::: Provided data
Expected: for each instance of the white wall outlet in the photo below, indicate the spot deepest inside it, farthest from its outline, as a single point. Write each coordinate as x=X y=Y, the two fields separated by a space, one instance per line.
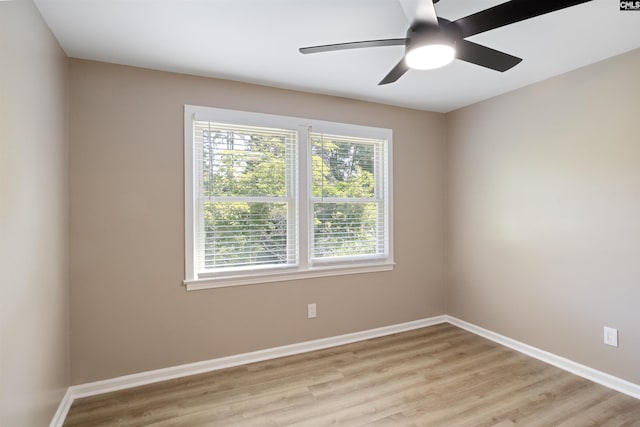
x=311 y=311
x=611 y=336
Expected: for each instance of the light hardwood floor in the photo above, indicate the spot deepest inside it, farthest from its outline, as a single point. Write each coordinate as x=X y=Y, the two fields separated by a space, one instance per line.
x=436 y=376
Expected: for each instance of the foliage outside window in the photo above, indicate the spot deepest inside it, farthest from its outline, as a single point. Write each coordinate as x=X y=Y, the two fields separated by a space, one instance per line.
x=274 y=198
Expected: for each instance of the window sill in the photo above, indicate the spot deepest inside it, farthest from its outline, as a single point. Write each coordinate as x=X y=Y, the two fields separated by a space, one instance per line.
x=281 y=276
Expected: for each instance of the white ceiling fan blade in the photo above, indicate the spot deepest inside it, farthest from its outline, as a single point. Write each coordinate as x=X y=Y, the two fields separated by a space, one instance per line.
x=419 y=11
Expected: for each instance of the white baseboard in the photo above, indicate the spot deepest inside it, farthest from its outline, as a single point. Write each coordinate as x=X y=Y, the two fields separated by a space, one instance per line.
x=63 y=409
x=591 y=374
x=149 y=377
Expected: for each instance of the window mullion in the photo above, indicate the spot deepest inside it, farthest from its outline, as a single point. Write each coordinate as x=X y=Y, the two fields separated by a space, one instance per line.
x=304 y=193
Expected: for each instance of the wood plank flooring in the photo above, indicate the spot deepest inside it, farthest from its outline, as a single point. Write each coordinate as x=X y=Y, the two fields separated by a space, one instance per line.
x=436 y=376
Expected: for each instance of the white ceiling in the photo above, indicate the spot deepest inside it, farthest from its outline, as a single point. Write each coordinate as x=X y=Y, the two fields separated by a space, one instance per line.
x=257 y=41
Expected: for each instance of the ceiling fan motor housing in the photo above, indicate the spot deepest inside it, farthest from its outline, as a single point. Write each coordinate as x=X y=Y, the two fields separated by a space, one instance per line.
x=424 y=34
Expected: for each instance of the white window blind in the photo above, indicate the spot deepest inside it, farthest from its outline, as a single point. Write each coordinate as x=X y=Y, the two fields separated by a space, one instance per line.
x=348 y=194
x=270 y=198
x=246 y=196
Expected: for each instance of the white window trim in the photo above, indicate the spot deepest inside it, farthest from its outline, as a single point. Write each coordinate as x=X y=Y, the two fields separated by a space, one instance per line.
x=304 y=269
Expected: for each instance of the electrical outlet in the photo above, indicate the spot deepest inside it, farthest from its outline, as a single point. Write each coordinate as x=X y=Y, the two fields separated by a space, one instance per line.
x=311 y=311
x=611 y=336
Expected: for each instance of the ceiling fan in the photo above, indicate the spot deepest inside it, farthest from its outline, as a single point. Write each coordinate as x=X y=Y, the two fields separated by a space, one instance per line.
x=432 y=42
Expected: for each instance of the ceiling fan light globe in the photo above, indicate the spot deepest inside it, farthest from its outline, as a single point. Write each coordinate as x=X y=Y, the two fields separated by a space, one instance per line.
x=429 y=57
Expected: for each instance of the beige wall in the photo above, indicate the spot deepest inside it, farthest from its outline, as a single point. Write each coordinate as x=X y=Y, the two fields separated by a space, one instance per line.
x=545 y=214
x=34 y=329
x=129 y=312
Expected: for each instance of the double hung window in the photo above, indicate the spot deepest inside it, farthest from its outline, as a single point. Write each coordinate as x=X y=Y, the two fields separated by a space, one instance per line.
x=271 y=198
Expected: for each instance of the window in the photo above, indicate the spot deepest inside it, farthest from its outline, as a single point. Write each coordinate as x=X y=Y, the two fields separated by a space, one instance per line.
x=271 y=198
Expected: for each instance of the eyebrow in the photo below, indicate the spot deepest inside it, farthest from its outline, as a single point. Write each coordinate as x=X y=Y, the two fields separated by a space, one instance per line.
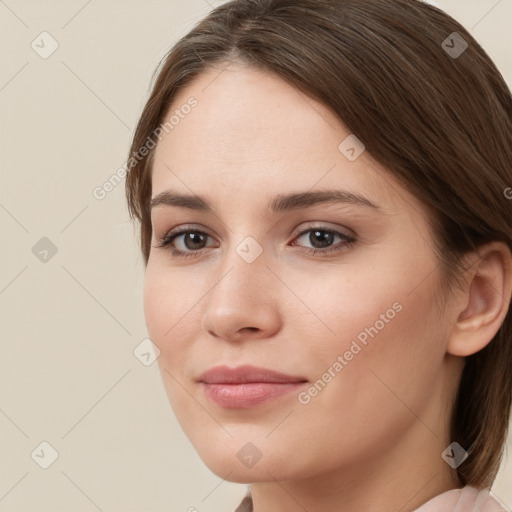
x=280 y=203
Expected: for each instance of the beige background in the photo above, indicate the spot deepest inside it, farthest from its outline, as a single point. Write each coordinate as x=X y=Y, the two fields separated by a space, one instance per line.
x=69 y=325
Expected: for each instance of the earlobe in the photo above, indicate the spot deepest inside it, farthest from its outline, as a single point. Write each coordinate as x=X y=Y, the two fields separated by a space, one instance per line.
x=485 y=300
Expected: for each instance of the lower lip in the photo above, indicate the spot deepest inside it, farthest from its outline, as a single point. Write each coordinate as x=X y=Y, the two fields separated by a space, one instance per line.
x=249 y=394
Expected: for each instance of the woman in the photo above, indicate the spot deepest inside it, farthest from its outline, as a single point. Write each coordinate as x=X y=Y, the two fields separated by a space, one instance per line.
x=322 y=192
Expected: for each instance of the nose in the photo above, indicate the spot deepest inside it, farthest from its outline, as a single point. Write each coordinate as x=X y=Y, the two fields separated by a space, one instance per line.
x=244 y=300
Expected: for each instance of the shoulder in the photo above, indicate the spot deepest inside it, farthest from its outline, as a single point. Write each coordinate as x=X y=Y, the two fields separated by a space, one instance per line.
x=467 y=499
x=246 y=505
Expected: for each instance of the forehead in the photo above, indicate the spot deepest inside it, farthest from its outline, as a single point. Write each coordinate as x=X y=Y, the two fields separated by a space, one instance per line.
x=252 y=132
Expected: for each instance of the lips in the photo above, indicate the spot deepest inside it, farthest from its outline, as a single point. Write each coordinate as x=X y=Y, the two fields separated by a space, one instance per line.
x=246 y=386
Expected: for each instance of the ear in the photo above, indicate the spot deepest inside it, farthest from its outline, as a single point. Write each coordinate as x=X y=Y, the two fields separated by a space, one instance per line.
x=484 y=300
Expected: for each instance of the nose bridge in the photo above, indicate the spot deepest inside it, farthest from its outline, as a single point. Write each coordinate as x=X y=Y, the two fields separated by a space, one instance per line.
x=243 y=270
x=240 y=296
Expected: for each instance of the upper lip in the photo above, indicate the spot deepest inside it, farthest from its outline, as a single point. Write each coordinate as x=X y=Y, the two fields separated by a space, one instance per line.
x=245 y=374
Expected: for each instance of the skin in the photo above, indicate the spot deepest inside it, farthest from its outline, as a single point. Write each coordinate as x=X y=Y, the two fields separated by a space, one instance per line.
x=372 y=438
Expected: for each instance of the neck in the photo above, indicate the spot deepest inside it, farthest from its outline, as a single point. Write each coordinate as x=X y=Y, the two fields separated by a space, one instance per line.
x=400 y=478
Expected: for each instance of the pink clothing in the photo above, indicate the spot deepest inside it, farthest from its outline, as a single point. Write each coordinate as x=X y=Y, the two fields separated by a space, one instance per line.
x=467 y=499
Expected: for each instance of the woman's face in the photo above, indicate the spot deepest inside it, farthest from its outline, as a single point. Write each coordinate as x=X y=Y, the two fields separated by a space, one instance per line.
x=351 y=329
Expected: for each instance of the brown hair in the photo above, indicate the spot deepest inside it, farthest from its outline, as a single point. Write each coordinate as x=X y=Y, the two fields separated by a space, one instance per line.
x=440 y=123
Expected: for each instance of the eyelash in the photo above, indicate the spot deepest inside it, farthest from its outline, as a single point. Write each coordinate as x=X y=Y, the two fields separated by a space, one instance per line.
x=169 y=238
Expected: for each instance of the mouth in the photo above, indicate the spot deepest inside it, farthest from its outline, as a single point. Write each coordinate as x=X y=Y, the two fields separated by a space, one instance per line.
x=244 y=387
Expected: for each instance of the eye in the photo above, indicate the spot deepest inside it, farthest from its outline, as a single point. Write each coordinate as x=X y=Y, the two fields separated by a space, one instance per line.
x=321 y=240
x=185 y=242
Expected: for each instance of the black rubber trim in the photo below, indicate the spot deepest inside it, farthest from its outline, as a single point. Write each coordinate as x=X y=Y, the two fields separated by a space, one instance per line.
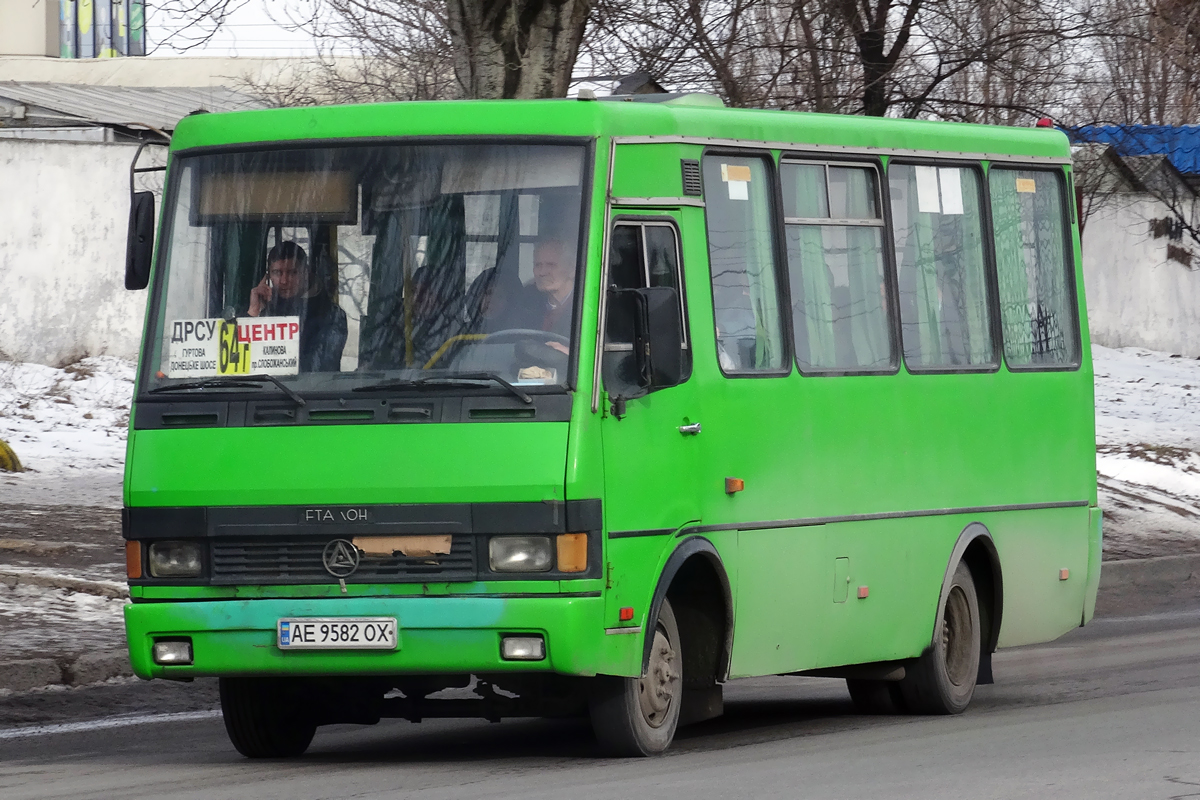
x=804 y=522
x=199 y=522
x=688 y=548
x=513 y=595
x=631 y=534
::::::
::: Provided data
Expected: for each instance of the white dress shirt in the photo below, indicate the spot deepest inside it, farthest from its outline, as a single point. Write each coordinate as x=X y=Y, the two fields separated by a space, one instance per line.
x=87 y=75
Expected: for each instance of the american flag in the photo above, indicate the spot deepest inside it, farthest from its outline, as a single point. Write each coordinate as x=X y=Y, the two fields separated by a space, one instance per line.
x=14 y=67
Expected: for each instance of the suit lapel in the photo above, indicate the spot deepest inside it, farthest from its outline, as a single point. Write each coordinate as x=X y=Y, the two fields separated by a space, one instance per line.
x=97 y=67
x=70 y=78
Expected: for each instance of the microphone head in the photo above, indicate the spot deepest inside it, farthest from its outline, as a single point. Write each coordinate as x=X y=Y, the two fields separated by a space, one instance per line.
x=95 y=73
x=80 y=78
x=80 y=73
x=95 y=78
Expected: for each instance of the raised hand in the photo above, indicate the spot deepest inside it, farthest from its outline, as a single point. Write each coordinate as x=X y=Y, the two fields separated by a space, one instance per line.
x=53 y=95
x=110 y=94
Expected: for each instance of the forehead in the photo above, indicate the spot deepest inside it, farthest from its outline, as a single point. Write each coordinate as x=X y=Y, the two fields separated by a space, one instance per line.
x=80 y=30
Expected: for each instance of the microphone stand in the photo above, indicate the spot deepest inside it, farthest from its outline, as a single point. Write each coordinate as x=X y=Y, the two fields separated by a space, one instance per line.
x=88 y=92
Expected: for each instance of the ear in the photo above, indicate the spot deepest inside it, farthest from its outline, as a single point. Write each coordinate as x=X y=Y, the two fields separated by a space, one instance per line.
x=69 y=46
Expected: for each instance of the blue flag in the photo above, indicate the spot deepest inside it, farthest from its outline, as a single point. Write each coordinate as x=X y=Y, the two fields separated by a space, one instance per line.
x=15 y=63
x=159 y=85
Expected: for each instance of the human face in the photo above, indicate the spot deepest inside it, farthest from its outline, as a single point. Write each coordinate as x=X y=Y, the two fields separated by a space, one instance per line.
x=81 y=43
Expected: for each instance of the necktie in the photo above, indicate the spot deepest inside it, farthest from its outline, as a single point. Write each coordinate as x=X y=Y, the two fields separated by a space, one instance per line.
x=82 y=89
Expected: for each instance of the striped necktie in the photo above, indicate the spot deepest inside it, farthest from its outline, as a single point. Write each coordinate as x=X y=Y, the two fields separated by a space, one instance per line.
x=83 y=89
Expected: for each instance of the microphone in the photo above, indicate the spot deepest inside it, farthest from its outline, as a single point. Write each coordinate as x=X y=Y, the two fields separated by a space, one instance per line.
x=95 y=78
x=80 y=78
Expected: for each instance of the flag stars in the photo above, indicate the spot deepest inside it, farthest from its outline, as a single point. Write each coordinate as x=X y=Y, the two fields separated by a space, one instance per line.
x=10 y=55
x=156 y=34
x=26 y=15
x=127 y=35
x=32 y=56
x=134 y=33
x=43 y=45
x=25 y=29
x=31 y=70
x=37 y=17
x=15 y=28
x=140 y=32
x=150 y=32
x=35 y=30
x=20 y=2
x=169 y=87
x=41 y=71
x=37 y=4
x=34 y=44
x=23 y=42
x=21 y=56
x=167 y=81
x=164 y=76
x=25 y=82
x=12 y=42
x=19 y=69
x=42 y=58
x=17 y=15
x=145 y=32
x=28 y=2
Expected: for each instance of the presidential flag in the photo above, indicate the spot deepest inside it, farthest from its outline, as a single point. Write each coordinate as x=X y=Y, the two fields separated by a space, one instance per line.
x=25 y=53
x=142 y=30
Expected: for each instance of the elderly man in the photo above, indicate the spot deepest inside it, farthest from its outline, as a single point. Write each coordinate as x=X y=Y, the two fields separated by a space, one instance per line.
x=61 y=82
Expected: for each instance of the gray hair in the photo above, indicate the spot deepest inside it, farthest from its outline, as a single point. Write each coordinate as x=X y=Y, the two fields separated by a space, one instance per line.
::::::
Instruction: Please reproduce the lines from the one containing "Expected: for each instance of the nose in" up to and including the one containing "x=252 y=132", changing "outline" to "boundary" and keeping everything else the same.

Complete answer:
Expected: for each instance of the nose in the photo above, indicate the spot deepest inside it, farthest from its boundary, as a single point. Write each coordinate as x=X y=Y, the two fields separated by a space, one instance per line.
x=244 y=300
Expected: for each instance of the shoulder in the photo above, indicate the spot deepest inside it, farthest from its boundary, as a single point. Write each coordinate as x=X y=Y, the two fields separated by a space, one instance per line.
x=467 y=499
x=246 y=505
Expected: for each instance of the forehead in the photo above, indicate the spot deepest inside it, farthest from its boundary, as a single point. Write each coordinate as x=X y=Y, the two fields separated by a space, one instance per line.
x=252 y=132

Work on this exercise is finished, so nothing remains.